_Work item_
Each record below should be printed exactly as it was written.

=== Begin Enclosure ===

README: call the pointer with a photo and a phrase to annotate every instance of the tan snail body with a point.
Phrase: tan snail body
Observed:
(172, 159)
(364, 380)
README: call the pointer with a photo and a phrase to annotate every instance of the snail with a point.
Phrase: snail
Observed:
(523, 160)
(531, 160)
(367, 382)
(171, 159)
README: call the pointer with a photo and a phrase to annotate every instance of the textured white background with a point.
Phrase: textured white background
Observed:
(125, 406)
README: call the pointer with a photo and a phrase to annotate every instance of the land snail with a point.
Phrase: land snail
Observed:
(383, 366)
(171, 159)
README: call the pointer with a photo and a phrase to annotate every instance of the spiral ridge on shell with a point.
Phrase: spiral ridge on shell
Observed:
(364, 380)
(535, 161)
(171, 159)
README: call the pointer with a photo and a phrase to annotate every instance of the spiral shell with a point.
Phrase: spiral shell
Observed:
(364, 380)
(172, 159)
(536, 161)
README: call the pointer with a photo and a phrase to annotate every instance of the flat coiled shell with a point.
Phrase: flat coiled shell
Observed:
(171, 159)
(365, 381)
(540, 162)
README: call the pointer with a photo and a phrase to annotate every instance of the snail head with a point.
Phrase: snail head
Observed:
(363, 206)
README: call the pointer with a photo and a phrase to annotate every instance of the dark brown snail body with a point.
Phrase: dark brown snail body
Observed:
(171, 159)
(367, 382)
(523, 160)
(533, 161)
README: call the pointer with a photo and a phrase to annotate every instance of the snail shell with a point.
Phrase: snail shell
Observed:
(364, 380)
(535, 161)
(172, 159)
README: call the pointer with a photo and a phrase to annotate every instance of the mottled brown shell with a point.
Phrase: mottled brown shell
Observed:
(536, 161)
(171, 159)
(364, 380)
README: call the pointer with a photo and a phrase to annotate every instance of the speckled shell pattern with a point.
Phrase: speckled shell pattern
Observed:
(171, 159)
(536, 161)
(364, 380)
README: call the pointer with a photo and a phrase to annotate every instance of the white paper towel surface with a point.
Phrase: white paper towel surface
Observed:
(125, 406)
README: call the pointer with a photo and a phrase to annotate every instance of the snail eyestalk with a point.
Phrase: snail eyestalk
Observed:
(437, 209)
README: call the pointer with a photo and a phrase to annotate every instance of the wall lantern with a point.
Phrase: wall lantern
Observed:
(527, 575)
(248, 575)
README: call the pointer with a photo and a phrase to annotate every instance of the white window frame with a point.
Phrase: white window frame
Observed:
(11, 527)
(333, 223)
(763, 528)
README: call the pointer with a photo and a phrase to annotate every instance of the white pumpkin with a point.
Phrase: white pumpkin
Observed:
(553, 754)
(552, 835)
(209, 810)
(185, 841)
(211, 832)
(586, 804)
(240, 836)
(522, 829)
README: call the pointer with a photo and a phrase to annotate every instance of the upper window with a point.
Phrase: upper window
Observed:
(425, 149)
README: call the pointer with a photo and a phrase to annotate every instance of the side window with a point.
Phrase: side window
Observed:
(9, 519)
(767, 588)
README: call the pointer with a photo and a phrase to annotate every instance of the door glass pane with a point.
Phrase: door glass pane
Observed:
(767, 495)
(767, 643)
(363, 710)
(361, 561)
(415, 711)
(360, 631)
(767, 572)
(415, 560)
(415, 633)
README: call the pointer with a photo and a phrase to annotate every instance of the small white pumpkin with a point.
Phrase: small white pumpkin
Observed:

=== End Enclosure ===

_Exercise answer_
README: call the pointer with a photo and a phrase to annotate every instance of the tan snail body with a point.
Phrase: tan snail body
Observed:
(172, 159)
(364, 380)
README: call the pointer with a photo and a phrase to annotate every instance of the snail with a point.
Phrase: snail
Observed:
(523, 160)
(531, 160)
(367, 382)
(171, 159)
README: call the pointer with a photo and a phrase to annotate every instance of the textured white background with a point.
Phrase: textured white background
Observed:
(125, 406)
README: call the pointer with a photo and a phrase to annotate every instance of the land snail with a point.
Phrase: land snail
Observed:
(383, 366)
(171, 159)
README: call the pointer with a photo and a phrase to annotate every instance of the spiral ridge on shell with a point.
Phrase: spiral ridge on shell
Observed:
(364, 380)
(535, 161)
(171, 159)
README: call the pointer with a photo and a phrase to annotate every instance of the spiral shell with a point.
Phrase: spiral shell
Observed:
(364, 380)
(172, 159)
(536, 161)
README: call the pointer with a photo and a phrase to annotate every instance of the flat coiled shell with a point.
Phrase: flat coiled shell
Observed:
(171, 159)
(365, 381)
(540, 162)
README: call the pointer with a photo and a phrase to annotate every instance of the snail head with a point.
Phrase: snail head
Observed:
(363, 206)
README: call the pointer with a photo and a phrase to annotate every instance of the dark brown snail body with a point.
Phrase: dark brown snail body
Observed:
(171, 159)
(367, 382)
(523, 160)
(533, 161)
README: call the pointer with a photo and a phrase to annotate every instance of the snail shell with a point.
Phrase: snail shell
Observed:
(364, 380)
(535, 161)
(172, 159)
README: call the pointer with a photo and a phrase to annotate every instance of the mottled brown shell with a point.
Phrase: mottled brown shell
Observed:
(536, 161)
(171, 159)
(364, 380)
README: call the pointer with a photo and a phrase to annotate every instance of the speckled shell pattern with a point.
Phrase: speckled shell pattern
Observed:
(171, 159)
(536, 161)
(364, 380)
README: call the pointer with a photo and a phrase to annotate every instance of the white paper towel surface with a point.
Phrase: white paper towel surface
Observed:
(125, 406)
README: call the pointer with a photo and a phrase to annotate every instance of the snail eyestalk with a point.
Phrase: snail eyestalk
Observed:
(437, 209)
README: call the pointer with a photo and a phrase to annotate every instance of the wall lantern with a point.
Phrase: wall lantern
Observed:
(527, 575)
(248, 575)
README: call the pointer with a photo and a phrase to annotate every instance of the white window frame with a point.
Phrase: white window frame
Observed:
(11, 527)
(333, 223)
(763, 528)
README: call the pointer with a photo and a phrase to annotate every instance of the white pumpkin with a point.
Phrase: white pumpkin
Observed:
(553, 754)
(552, 835)
(209, 810)
(185, 841)
(211, 832)
(586, 804)
(240, 836)
(522, 829)
README: call the pointer with a photo and a phrase to annotate every instance of the upper window with a point.
Phrase: upper window
Observed:
(425, 149)
README: call the pointer with a photo and a phrase to annotate every instance of the side window with a point.
Phrase: side window
Observed:
(9, 519)
(767, 588)
README: call the pointer with a photo and a phrase to annotate every instance of the door glass pane with a point.
Phrase: door glass pane
Observed:
(767, 495)
(767, 643)
(363, 710)
(361, 561)
(415, 711)
(360, 631)
(767, 572)
(415, 560)
(415, 633)
README: call the pointer with a photo and a phrase to annotate every instance of the small white pumpkin with a point.
Phrase: small white pumpkin
Observed:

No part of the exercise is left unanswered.